• [STATED GOAL]:
Reproduce only this part of the listing: the line with "Reviewer note: confirm that each instance of the sloped", plus every line after it through the last.

• [PROVIDED RECORDS]:
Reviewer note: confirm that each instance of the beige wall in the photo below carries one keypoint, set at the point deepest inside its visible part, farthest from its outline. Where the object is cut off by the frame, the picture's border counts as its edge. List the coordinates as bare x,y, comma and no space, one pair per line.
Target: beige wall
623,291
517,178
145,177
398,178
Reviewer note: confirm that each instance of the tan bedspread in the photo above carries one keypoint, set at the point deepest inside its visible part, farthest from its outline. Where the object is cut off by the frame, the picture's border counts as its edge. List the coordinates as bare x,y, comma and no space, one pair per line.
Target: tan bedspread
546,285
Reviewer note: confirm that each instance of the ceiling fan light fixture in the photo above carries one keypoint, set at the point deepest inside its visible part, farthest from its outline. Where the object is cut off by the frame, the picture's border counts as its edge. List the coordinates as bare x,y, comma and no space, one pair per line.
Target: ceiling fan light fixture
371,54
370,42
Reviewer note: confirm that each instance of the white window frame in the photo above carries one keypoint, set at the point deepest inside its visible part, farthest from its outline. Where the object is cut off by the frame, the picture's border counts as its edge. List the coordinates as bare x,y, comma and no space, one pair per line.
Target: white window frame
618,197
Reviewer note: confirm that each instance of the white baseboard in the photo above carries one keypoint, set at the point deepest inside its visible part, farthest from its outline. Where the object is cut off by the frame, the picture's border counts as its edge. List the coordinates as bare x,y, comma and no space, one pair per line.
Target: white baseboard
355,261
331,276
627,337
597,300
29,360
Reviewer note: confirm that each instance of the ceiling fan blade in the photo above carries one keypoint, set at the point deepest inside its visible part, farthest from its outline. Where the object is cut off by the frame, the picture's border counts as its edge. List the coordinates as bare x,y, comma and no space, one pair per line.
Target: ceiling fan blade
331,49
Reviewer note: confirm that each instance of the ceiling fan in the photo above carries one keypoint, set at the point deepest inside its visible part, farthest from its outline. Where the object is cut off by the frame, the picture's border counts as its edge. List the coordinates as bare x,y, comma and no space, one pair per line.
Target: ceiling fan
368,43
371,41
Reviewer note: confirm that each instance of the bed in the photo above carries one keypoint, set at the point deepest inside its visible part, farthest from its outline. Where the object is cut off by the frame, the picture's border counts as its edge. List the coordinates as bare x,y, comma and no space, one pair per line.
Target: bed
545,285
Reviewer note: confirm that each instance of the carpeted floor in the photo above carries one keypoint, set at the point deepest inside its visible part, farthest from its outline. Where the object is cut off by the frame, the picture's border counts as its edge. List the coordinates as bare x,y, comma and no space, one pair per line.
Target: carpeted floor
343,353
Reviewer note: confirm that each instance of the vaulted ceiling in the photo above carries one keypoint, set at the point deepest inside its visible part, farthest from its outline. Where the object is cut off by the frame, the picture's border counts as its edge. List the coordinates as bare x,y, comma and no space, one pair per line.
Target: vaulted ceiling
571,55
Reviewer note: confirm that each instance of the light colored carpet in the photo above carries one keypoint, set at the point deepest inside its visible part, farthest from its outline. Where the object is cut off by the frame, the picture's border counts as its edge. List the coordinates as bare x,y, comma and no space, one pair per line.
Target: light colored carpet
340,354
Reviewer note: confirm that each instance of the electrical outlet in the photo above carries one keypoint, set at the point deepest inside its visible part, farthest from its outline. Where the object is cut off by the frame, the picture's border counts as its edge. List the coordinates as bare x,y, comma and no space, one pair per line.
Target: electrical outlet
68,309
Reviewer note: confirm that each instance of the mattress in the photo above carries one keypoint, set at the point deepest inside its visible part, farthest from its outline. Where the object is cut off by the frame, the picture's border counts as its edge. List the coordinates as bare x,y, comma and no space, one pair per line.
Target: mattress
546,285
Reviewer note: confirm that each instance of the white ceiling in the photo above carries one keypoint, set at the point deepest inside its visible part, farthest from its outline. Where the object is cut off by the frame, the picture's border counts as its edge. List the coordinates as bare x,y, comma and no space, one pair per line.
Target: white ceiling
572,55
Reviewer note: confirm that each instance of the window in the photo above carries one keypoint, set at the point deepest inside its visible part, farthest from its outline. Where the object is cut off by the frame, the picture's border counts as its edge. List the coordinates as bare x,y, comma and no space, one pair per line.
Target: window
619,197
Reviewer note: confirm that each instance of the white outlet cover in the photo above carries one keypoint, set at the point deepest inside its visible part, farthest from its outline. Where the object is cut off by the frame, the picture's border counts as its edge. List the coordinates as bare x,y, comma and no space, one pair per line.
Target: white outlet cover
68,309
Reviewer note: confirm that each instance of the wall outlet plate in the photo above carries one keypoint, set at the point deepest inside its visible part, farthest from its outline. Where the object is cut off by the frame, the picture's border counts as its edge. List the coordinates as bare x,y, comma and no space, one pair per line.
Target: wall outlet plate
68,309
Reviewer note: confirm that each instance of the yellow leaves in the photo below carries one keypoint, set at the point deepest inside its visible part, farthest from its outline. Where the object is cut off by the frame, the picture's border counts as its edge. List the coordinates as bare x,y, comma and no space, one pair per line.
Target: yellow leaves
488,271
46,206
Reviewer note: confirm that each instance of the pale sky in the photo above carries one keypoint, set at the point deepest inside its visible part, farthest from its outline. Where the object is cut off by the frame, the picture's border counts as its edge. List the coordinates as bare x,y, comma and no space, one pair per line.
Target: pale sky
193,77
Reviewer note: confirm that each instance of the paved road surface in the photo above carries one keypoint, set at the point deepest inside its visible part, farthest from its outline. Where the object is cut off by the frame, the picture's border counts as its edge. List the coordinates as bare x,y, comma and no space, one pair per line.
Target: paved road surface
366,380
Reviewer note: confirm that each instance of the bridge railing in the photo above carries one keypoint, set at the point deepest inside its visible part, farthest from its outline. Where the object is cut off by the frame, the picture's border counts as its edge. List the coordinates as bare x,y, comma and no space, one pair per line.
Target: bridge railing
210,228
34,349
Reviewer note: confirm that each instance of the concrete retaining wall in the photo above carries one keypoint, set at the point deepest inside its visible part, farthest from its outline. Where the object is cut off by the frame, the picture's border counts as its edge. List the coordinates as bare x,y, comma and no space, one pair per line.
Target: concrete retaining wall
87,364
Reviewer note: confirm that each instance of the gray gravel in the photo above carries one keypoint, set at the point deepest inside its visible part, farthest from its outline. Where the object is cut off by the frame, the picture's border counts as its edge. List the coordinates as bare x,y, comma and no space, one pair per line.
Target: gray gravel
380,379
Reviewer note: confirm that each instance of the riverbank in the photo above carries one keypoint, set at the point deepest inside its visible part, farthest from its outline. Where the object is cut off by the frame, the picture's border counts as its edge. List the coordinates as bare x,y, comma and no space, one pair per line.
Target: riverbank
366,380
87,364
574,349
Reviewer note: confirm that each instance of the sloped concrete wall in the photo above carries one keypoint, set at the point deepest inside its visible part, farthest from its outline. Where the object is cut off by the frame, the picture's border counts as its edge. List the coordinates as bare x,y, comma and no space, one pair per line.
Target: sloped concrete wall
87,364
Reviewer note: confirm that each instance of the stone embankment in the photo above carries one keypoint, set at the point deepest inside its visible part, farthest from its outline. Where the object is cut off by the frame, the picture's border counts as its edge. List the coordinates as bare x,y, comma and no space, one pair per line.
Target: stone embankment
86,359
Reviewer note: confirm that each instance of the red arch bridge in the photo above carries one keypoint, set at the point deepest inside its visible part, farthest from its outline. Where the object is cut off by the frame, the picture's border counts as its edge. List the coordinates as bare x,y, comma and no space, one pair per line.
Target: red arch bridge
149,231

• [TASK RESPONSE]:
Reviewer note: confirm that each instance of the sloped concrete wall in the photo above carries one keypoint, set at the point deepest inside its visible part, farthest from its outline. Where the object is cut off by the frame, the picture's border counts as its edge. List the coordinates as bare x,y, comma and no space, one pair per line.
Target: sloped concrete wall
87,364
Reviewer note: confirm that each instance of the stone embankment in the photo above carries one keypoint, set at the point deepest inside its visible part, farthest from its outline. Where the object is cut off by the frame, the picture's border counts as its edge. List the coordinates as bare x,y, comma and no space, one pair per line.
Target: stone embankment
86,359
Reviewer note: confirm that each instance of the red arch bridge in the photo above carries one keypoint, set at the point deepest inside its visible part, farthest from its outline. Where the object is cut off by the frame, the picture's border counts as its edge. List the coordinates as bare x,y, comma and no space, one pair per line.
Target: red arch bridge
149,231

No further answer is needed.